• _WHAT YOU HAVE TO DO_: In the blog post below about changing expectations, what does the writer say the principal of their firm never bothered to learn?

___ SOURCE TEXT

Wednesday, February 25, 2009

Changing Expectations

I’ve been quiet, sucked into the daily routine of our extreme makeover. The hope is that we are halfway through. But you know what they say about expectations.

It’s about this time in most projects that I find myself falling into a rut of sorts. The doldrums of the project, I suppose, when the end seems too far away and I second guess what’s been accomplished. Part of me wishes we were done. Part of me wishes we were a few steps back, and I could address some things differently. Part of me knows that, given the way things are, I should just lay low and ride it out for as long as possible. After all, once this is over, real unemployment awaits.

Where I sit now is miles away from where I thought I’d be. I don’t think anyone expects that, five years out of undergraduate school and weighed down by grad school debt, they’d be living in the basement of their parent’s temporary house. And I have it better than many others. I am at least doing work of some sort. Plenty of architects are in a far worse position.

But this isn’t the dream, is it? The one they sell you when you sign up. The one that drives you through late nights, past the criticism, hits to the ego, the numerous hours in front of a computer or at a modeling table. You don’t dream of looking for a new position during an economic crisis. You don’t necessarily plan life goals with the catastrophic collapse of your profession in mind.

If you were to ask me, in school, what I imagined for my life at this point: IDP completed, ARE exams completed and working in a mid-size, respected firm as a project manager of some sort. I’d be in a large city somewhere, on my own, with enough knowledge to be thinking about going out on my own, and the better sense to think about rounding out my experience by jumping to a new ship.

The reality? Well, I’ve tutored, taught, been an administrative bitch, a shoulder to cry on, a student adviser, a student and a junior staff monkey. I made good headway in an office I enjoyed working at, but doing work I didn’t quite fall in love with. (And don’t get me started on the fact that the principal of my firm never bothered to learn my name, even though I was one of the fastest junior members to get promoted.)

Not quite the dream, eh? Hell, it’s not even a direct-to-TV knock-off sequel of the Hollywood feature. For the most part, I’m actually okay with that. I’ve had experiences in the past five years that I never considered for myself while in school. In school, I was sold on the professional practice version of becoming an “Architect”. Who wouldn’t be, since it seemed so clear and simple. Do this, record this, work for this amount of time, and before you know it, you’ll be ready to go.

But, let’s face it. School does not provide enough time or experience to make a definitive decision on how you will practice. In fact, it seems unlikely that during your first, or second, job you’ll have found yourself doing what you want in a manner you wish. You may fall in love with the work, but hate how your firm runs its business. You may find yourself in a firm with solid client relationships, admirable benefits and working environment, but doing work that bores you to death. At one job, you may find yourself filling a niche, which makes you indispensable to the firm, but in no way helps you fulfill all those IDP units. At another, you’ll get all your IDP done without seeing a project from start to finish. It’s a crap shoot they don’t dwell too much on in school.

So, beyond my (to be eventually discussed) rants about the ever-changing standards for sending in IDP units, and the ARE exam format, is my considerable frustration with this so called intern life. This state, between student and Architect, leaves a lot to be desired. Supposedly, I am still learning; that’s the justification by firms for the lower wages we receive versus other professions which require a professional degree. But, since I am not in school, I get to pay back my student loans asap. Since I don’t know enough to practice on my own, I need to go out and find it. But, unlike residency programs for medicine, I can’t guarantee I’ll get the experience I need, in a timely fashion, or in any specific order. In the end, we are responsible for how well we prepare ourselves, especially if we wish to practice on our own. That is a heavy weight to shoulder, given the potential impact of the work we do.

So my expectations have changed. They are still changing, really, given that landing a job, any job, is not a guarantee right now. I know now that so much that awaits students who will, this May, join me in this state of non-professional professional life, will be far from what they were told, far from what they expect. Some will find the direct route to the land of “Architect”, but I think most will find themselves on one of many potential detours.

It’s not that detours are bad. For most, these detours may actually take them to a destination far more suited to their dreams and desires. But I think it’s time for our profession to take a look at how we get from here to there, and what guides we provide to those about to set out. It’s not simple, not easy, and not that clear. And after all the time and effort put in, the expense undertaken to qualify for this profession, the least we can do is make sure everyone understands that.

______
___ DATA EXTRACT

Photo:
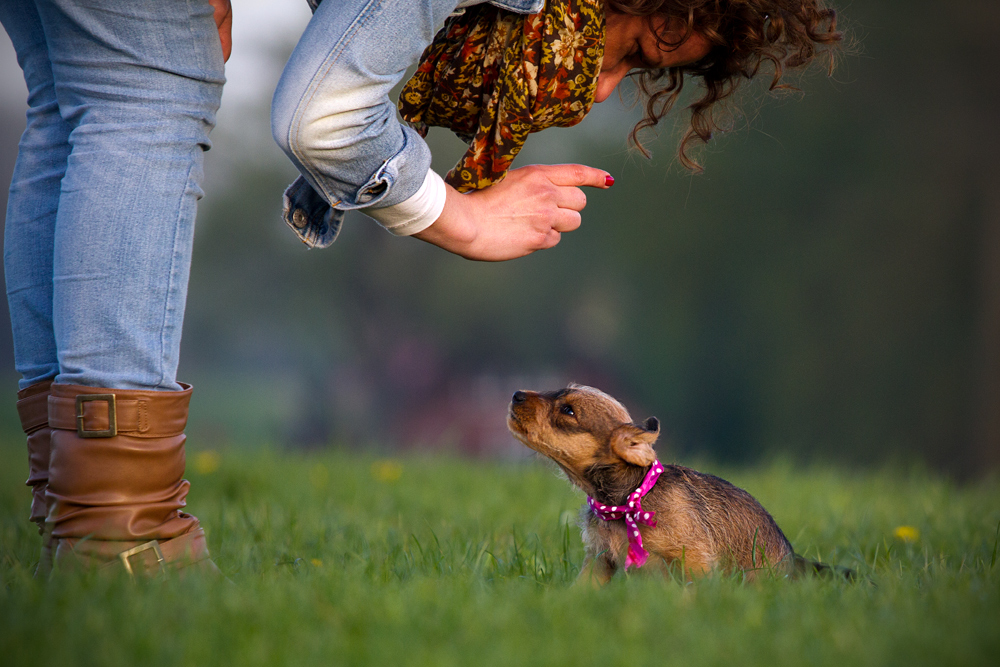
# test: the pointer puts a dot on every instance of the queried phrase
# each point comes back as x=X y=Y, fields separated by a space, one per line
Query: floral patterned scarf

______

• _ANSWER TO THIS PROBLEM_: The writer's name.